*** Exercise passage Section Begins ***

A story, or a series of chapters in a story, or a string of otherwise unrelated stories, can attract an air of general waywardness, unseemliness, poor judgment or insubordination. The honest response to this is to say so: to admit that there is no hanging offence or smoking gun, just a nasty smell; and it won't do. In an increasingly legalistic (even litigious) world, however, the appetite grows for the equivalent of a penal code, according to which an infringement must be found which is so serious as to warrant the ultimate sanction.

But when we do this — when we try to press into the language of the dock and the chargesheet what is really the language of general estimation — we become dishonest. We invest quite trivial incidents with inappropriate gravity simply because they may be easy to light upon, investigate and judge. I expect Peter Hain, the Leader of the House, was quite right to say that MPs are always being called upon to help acquaintances or friends with forms and applications, and if I were to tell you that Cabinet minister X is rumoured to have stopped a beggar in the street and, filled with sudden pity for him, offered to 'fast track' him into an overnight hostel, I doubt you would be calling for an inquiry, let alone a resignation. The 'fast-tracking' of a visa application, which is always illegitimate in a minister, gains or loses heinousness in our minds depending on whom he or she is trying to help, and why.

*** Exercise passage Section Ends ***

Exercise tasks:
a – In the passage on ministerial conduct, what position does Peter Hain hold?
b – Reproduce part of the passage on ministerial conduct, beginning at the words "A story, or a series" and stopping after the words "the ultimate sanction.".

*** Data supplied Section Begins ***

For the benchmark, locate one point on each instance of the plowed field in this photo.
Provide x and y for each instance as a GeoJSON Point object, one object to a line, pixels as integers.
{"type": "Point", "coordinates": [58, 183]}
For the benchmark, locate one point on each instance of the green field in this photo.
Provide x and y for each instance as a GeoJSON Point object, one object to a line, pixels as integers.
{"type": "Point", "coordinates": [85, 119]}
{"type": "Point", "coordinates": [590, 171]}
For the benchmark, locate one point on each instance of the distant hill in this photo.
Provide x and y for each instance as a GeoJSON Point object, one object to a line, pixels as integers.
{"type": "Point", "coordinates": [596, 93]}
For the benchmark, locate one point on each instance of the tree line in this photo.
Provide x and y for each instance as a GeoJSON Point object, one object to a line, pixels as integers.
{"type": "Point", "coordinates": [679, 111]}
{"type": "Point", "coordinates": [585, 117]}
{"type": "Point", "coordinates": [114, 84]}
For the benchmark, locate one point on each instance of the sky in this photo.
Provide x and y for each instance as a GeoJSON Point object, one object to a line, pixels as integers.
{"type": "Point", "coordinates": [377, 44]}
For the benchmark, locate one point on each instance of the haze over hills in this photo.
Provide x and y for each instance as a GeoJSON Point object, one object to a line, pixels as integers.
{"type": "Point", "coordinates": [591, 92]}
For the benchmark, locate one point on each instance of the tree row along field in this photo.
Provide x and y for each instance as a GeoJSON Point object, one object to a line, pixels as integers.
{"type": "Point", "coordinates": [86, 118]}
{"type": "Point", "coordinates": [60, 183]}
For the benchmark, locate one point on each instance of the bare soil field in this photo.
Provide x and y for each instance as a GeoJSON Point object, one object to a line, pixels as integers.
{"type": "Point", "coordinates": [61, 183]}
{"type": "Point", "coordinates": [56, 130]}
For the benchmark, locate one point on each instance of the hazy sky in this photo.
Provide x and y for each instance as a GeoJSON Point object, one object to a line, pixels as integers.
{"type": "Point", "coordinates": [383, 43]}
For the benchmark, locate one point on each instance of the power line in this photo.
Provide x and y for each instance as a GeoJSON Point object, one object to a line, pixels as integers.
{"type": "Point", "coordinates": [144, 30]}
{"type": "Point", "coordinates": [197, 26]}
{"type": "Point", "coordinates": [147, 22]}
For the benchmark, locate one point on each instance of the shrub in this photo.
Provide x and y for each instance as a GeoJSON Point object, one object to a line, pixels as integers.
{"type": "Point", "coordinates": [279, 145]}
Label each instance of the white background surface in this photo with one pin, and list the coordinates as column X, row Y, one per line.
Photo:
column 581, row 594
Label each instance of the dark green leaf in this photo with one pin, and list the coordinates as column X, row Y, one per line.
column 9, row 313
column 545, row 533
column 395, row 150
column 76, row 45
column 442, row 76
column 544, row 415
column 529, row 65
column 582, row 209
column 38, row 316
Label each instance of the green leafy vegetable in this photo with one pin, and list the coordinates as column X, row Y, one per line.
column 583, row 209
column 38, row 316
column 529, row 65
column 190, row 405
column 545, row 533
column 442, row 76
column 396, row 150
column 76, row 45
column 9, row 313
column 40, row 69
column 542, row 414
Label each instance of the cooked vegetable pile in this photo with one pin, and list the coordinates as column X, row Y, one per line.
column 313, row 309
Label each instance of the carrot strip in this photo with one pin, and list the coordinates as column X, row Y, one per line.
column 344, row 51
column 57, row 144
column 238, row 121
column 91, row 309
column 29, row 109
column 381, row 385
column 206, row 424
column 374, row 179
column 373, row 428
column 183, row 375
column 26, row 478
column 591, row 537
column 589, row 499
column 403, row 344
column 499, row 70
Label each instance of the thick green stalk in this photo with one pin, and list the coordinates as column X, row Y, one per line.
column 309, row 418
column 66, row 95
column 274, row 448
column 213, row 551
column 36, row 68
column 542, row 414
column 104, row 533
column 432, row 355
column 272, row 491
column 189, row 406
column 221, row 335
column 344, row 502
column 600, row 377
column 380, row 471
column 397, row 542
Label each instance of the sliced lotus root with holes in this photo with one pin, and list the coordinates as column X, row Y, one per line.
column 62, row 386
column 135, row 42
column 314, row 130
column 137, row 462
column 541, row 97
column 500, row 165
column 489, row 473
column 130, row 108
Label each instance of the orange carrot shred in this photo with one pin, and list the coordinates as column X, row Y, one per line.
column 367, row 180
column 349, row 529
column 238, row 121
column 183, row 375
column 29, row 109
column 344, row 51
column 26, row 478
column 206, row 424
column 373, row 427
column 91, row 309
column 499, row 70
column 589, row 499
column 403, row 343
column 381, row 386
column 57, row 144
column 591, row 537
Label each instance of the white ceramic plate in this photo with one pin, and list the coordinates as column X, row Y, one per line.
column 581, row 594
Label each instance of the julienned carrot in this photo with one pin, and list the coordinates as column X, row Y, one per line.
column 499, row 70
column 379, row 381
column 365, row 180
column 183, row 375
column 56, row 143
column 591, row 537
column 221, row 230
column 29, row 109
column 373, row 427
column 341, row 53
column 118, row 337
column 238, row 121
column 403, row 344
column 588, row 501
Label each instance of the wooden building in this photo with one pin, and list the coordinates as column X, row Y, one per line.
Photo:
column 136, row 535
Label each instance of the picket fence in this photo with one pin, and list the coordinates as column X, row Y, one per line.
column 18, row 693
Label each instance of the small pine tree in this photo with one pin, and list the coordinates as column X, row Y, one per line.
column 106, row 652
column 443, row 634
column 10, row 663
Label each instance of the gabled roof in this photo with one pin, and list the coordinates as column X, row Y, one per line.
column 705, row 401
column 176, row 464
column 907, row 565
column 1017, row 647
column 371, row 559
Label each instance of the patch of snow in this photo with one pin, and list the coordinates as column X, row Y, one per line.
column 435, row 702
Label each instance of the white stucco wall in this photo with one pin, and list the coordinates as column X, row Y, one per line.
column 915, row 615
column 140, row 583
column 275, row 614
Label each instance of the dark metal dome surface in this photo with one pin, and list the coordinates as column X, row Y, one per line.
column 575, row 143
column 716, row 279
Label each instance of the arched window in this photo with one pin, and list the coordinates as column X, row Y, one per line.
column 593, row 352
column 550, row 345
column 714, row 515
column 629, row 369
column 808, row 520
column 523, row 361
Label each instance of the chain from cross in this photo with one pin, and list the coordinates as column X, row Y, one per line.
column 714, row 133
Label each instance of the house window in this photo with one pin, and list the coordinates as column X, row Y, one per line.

*** Data supplied Section Ends ***

Answers to the tasks:
a – Leader of the House

b –
A story, or a series of chapters in a story, or a string of otherwise unrelated stories, can attract an air of general waywardness, unseemliness, poor judgment or insubordination. The honest response to this is to say so: to admit that there is no hanging offence or smoking gun, just a nasty smell; and it won't do. In an increasingly legalistic (even litigious) world, however, the appetite grows for the equivalent of a penal code, according to which an infringement must be found which is so serious as to warrant the ultimate sanction.